▸ **Job**
Locate every line in the items below that contains the string "covered" and copy each such line in full. Treat the match as case-sensitive.

▸ **Stored records**
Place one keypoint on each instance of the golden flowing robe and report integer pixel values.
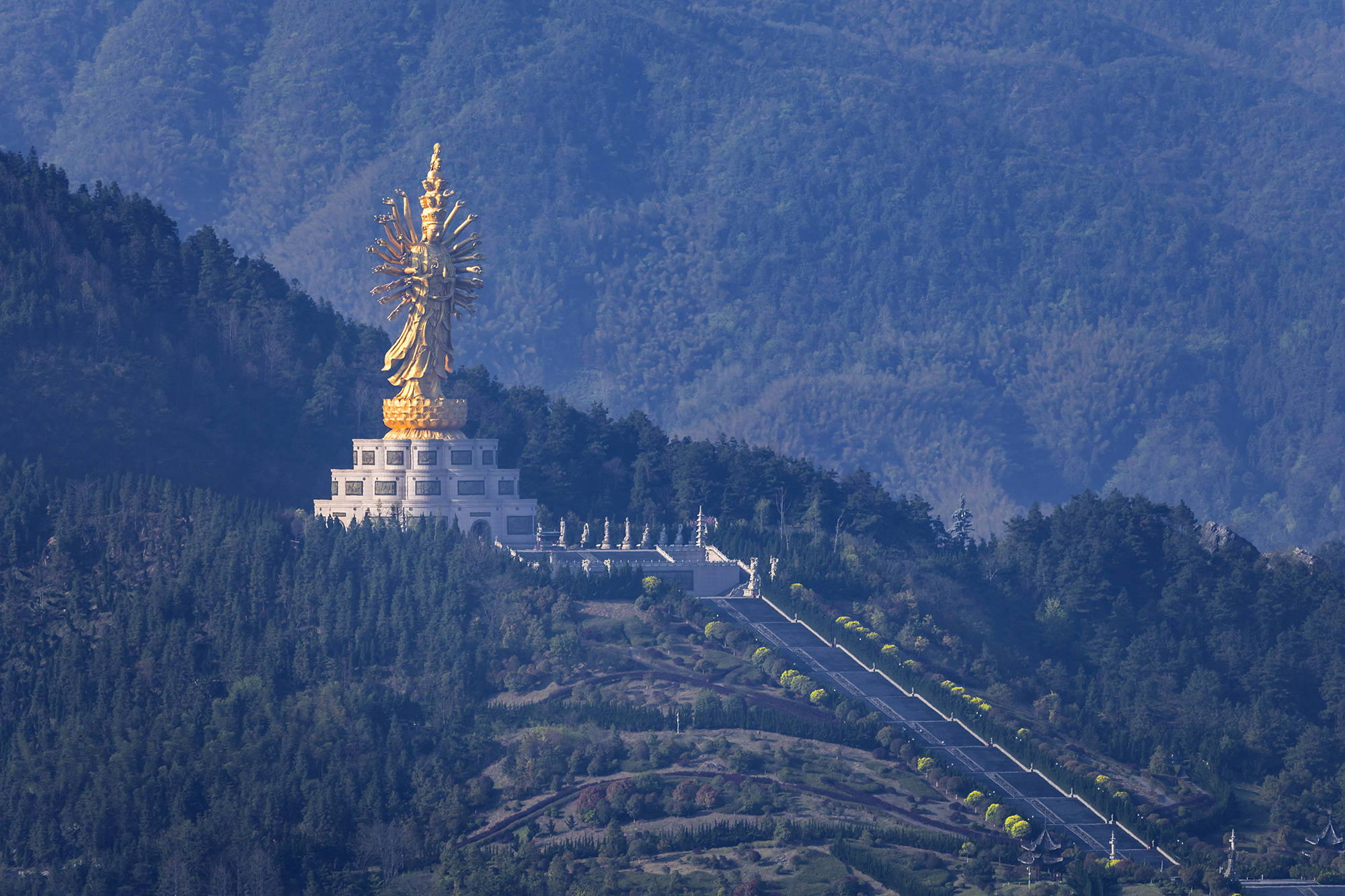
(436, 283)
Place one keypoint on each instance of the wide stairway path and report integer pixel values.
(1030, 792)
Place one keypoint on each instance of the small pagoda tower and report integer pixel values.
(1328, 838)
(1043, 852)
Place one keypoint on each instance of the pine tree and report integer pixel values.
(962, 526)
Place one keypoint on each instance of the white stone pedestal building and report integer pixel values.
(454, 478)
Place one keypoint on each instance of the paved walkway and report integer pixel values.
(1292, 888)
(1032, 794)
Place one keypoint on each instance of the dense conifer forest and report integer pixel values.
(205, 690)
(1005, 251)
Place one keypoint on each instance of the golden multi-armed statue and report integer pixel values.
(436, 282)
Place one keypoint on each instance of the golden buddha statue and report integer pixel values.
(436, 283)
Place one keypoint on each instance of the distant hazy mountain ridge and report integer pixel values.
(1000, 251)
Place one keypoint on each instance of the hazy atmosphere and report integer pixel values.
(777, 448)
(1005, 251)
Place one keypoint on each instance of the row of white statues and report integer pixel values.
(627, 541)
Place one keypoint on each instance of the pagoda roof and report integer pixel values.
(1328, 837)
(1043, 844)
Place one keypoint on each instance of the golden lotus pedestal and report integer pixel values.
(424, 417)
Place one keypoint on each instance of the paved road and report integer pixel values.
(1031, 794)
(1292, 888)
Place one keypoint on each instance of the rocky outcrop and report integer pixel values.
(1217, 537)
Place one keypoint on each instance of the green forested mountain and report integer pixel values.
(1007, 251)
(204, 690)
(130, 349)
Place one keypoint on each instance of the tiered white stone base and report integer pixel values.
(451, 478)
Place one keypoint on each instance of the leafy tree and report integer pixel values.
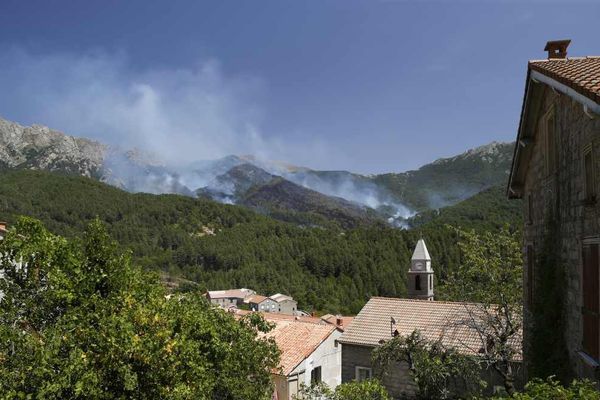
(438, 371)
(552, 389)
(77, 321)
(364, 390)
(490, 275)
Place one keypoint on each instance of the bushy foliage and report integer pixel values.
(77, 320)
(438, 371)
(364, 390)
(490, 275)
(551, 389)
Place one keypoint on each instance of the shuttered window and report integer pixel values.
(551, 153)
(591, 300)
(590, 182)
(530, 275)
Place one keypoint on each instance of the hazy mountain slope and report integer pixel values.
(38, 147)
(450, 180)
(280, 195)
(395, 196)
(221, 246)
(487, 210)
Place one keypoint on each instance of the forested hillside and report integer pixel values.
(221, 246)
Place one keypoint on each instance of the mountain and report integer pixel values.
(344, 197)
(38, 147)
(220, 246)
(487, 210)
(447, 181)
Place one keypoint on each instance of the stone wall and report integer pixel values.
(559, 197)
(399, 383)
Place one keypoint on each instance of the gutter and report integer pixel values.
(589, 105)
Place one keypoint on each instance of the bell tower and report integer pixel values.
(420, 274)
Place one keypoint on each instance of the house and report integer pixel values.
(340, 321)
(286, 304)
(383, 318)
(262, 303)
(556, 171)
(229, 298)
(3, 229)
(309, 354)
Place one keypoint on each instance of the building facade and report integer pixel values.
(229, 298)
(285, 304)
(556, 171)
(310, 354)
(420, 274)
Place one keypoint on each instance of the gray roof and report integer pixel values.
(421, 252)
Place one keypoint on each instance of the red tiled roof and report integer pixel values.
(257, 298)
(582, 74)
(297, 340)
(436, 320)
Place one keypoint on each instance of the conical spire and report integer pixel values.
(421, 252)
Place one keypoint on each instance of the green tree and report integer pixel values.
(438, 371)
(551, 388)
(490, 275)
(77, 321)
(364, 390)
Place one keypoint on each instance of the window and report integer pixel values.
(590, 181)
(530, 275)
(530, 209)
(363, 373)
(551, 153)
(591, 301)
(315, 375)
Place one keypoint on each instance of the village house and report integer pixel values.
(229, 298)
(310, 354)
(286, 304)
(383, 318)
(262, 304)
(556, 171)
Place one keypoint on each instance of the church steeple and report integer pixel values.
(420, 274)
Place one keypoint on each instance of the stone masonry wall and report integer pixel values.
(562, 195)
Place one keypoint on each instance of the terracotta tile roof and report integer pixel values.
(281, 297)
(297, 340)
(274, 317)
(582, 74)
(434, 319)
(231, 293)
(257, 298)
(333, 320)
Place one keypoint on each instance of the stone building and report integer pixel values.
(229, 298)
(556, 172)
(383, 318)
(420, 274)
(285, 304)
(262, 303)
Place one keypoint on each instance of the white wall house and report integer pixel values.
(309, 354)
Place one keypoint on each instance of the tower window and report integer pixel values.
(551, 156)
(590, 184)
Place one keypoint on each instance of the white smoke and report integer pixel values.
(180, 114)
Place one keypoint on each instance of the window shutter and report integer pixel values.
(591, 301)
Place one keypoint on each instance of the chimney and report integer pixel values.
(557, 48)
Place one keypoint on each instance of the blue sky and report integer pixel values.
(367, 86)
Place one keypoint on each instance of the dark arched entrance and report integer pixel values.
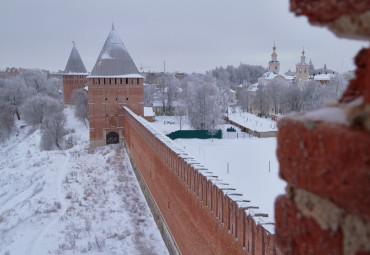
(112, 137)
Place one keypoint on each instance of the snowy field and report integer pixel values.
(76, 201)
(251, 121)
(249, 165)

--

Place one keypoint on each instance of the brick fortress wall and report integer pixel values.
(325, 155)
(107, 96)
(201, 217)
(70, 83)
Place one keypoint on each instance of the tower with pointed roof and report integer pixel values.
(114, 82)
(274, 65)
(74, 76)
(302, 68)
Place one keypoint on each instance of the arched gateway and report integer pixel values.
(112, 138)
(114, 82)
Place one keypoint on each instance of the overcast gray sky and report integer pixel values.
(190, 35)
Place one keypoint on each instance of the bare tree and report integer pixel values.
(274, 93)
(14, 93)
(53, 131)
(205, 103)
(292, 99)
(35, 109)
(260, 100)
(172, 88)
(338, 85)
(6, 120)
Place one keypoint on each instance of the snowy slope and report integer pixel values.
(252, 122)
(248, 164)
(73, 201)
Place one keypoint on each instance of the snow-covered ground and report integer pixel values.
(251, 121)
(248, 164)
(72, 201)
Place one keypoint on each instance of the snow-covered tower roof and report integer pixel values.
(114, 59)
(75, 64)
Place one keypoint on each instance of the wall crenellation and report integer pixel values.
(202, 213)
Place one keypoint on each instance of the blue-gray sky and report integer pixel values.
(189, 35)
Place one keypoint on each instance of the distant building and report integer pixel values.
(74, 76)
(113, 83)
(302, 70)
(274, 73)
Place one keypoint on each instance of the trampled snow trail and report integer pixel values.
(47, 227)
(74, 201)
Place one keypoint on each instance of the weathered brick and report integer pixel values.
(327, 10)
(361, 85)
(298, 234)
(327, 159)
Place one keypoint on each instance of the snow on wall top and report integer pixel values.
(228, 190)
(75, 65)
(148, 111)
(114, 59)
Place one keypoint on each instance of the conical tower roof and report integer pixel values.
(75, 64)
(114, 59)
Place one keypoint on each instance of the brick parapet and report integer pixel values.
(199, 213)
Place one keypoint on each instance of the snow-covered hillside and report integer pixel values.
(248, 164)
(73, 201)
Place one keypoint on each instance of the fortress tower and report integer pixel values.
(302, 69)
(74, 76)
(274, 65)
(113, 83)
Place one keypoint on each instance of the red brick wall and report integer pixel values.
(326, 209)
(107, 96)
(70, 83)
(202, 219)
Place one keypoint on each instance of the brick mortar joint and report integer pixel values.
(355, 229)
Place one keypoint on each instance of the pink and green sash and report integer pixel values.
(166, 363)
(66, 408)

▸ **Solution for this task**
Place one keypoint on each instance of the snow-covered ground and report integer pixel values.
Place one keypoint on each instance of the snow-covered tower roof and report integer pixel values.
Place one keypoint on each instance of the snow-covered hillside and report integer pixel values.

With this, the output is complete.